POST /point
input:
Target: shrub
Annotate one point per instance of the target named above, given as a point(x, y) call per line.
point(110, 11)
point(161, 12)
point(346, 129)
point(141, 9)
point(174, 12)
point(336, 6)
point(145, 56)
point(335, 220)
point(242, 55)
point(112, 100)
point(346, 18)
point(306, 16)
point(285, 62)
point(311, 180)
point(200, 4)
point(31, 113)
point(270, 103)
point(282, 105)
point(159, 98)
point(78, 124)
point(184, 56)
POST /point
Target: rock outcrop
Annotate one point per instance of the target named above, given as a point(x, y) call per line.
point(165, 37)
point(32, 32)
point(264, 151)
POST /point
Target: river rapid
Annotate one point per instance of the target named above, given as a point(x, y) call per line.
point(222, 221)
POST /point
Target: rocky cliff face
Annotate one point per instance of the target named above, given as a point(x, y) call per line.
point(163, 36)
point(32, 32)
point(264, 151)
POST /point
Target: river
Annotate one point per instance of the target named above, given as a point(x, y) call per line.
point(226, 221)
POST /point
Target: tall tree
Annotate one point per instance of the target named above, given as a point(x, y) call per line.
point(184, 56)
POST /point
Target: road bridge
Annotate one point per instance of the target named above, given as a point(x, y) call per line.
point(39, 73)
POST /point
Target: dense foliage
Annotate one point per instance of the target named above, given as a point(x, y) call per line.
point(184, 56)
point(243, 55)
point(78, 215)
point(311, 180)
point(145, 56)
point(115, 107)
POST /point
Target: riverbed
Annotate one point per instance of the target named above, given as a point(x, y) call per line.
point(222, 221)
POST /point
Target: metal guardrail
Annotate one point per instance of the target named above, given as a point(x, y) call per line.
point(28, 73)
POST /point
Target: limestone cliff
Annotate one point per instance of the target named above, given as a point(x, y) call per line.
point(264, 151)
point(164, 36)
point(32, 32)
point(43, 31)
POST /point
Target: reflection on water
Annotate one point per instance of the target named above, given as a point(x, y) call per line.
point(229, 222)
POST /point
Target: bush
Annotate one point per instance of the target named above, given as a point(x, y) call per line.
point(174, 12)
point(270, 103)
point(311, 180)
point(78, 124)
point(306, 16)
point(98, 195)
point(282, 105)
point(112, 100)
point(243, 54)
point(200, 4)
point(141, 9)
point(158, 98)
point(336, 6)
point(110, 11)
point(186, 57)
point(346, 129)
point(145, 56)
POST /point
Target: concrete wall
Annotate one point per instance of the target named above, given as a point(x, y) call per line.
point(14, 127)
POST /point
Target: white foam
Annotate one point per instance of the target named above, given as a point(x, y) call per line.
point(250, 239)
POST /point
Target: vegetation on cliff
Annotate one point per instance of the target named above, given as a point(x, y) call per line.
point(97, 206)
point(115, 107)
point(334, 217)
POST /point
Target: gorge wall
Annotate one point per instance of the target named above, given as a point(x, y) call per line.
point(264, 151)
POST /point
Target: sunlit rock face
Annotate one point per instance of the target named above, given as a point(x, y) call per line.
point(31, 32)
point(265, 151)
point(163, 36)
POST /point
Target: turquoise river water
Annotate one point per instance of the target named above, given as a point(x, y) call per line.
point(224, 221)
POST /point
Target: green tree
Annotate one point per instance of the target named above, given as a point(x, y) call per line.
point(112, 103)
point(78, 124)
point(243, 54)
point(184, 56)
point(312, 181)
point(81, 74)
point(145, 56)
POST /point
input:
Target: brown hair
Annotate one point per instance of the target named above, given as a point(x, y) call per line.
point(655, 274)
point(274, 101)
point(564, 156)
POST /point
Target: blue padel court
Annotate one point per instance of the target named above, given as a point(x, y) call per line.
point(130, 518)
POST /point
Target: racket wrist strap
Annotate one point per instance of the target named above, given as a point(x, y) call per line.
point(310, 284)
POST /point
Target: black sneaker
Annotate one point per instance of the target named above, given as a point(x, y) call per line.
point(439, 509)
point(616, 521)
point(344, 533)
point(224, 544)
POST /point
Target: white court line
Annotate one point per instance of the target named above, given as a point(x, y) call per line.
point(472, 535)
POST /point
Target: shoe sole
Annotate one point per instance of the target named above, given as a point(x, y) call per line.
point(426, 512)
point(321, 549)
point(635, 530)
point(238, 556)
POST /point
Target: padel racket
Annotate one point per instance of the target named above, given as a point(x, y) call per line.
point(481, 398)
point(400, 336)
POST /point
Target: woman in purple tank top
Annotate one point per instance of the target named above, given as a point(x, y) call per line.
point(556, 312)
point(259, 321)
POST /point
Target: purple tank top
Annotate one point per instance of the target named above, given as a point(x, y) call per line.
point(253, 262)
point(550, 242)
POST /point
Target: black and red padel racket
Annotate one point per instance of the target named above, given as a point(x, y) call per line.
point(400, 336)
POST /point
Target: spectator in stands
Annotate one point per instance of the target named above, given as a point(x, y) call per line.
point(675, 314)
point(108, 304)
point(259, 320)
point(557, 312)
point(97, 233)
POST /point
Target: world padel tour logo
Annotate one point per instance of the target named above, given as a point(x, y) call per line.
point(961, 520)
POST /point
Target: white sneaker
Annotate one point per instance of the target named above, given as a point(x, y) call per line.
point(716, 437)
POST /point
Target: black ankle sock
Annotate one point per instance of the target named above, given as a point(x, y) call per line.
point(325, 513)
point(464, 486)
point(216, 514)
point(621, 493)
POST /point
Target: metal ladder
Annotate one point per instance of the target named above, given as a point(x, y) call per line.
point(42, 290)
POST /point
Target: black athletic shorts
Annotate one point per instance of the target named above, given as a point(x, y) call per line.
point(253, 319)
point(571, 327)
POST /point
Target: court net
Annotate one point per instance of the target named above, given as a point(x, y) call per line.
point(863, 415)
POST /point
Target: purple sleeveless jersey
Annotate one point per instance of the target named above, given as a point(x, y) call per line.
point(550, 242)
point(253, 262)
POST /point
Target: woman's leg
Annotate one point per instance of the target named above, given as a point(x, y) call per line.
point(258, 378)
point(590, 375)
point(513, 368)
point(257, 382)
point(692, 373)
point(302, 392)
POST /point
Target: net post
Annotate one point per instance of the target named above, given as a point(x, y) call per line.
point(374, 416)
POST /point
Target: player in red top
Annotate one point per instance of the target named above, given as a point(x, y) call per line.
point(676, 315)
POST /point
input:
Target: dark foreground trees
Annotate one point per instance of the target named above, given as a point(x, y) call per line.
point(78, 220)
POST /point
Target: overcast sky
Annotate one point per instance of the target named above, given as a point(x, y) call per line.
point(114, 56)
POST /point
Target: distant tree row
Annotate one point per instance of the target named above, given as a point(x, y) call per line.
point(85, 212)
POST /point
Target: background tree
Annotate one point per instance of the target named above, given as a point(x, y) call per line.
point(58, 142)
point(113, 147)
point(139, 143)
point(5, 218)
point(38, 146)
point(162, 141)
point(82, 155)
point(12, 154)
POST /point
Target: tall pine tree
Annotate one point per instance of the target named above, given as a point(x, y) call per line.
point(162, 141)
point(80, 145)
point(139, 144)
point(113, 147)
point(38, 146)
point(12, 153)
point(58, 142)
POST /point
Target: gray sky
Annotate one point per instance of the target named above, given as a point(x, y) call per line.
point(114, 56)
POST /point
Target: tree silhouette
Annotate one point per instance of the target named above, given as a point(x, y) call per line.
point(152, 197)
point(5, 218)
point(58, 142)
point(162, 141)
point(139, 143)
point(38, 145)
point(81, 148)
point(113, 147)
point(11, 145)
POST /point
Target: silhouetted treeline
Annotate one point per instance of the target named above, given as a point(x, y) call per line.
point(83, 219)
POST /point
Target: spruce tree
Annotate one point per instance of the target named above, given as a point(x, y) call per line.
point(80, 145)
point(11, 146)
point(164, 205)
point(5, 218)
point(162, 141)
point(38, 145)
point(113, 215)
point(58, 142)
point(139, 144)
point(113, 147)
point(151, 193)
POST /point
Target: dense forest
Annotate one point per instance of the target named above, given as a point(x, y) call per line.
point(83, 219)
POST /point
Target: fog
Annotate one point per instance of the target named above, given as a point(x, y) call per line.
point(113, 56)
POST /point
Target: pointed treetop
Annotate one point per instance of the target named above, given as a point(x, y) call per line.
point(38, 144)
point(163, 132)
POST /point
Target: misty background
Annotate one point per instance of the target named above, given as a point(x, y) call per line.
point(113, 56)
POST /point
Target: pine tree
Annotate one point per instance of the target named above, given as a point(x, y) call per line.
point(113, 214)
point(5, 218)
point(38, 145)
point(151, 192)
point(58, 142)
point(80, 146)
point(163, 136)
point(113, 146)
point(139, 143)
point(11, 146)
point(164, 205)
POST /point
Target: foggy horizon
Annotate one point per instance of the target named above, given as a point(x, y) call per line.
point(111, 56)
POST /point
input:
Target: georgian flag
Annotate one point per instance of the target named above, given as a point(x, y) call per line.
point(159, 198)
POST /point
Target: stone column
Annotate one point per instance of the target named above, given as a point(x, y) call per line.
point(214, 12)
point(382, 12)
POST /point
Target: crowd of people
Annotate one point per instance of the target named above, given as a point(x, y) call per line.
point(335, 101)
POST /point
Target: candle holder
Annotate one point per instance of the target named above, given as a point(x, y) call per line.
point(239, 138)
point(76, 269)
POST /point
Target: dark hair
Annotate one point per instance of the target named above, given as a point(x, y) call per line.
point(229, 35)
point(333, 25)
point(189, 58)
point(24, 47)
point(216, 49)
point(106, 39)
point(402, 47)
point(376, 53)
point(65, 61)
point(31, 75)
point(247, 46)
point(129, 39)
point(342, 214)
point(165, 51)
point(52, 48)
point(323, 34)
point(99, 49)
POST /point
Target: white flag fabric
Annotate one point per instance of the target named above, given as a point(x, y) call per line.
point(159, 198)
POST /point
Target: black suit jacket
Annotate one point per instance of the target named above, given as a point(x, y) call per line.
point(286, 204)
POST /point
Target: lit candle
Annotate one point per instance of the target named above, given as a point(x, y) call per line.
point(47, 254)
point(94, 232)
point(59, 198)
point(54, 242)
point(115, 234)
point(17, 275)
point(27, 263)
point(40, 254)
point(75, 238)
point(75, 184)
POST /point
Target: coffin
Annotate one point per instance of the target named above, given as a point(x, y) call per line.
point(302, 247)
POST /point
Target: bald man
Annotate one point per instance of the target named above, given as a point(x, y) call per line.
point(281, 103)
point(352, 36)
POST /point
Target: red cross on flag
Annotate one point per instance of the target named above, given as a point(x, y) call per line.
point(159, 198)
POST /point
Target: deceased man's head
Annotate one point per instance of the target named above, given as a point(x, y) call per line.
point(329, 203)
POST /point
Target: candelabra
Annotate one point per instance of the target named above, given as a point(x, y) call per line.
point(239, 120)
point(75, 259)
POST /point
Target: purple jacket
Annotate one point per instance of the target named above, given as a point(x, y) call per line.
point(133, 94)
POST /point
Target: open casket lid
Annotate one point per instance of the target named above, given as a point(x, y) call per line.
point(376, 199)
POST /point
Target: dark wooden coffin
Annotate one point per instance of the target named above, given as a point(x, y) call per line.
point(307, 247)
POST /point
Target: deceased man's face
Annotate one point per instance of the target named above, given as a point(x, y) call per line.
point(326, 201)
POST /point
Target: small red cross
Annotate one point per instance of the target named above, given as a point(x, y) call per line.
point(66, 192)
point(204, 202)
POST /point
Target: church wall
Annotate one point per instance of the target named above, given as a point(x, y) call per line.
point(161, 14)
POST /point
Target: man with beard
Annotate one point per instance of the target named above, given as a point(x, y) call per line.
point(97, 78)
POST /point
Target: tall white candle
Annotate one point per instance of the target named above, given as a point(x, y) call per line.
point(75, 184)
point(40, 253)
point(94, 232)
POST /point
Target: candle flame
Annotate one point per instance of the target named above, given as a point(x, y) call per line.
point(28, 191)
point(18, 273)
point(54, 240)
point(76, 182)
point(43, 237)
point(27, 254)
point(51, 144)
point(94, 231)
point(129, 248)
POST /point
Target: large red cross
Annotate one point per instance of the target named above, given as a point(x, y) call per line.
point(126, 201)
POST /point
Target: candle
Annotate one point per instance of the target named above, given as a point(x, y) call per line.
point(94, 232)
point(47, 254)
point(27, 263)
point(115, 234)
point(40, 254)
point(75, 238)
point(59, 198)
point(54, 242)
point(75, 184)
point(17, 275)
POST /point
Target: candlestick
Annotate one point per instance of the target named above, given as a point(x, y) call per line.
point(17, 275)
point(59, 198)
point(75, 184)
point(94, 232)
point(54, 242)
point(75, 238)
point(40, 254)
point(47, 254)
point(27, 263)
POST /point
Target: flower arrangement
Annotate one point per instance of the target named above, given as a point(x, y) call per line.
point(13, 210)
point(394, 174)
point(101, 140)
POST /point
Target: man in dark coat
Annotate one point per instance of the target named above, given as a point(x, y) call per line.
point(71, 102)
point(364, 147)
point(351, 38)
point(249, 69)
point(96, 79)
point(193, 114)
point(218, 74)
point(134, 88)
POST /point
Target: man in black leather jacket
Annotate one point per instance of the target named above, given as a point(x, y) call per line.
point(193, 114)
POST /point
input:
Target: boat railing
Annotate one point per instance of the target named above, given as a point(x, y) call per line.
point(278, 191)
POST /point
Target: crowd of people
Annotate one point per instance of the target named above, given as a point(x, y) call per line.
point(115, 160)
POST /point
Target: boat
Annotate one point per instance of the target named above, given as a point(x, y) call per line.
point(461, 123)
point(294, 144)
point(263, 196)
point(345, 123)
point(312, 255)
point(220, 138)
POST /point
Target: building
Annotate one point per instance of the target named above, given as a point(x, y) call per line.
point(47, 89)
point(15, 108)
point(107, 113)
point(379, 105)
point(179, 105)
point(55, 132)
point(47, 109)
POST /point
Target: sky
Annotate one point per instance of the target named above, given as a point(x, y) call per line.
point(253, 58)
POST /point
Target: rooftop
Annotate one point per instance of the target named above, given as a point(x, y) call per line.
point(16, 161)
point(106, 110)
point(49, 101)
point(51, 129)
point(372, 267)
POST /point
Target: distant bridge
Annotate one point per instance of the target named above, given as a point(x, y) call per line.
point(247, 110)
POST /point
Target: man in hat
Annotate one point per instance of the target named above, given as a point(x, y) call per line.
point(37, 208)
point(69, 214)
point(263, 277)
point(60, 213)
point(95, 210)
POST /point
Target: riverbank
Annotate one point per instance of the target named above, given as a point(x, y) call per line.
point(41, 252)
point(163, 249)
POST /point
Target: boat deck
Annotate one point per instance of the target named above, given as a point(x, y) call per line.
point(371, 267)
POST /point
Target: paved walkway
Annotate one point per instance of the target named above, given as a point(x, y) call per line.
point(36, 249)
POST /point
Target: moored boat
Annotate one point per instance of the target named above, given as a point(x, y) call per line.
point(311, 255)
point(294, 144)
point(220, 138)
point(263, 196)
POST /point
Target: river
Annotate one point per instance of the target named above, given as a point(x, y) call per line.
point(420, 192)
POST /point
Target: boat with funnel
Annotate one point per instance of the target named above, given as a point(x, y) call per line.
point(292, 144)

--*--

• **WHAT THE TASK REQUIRES**
Wherever the word "bridge" appears in the listing, copy the line that holds it.

• **OUTPUT**
Target: road bridge
Target: distant bridge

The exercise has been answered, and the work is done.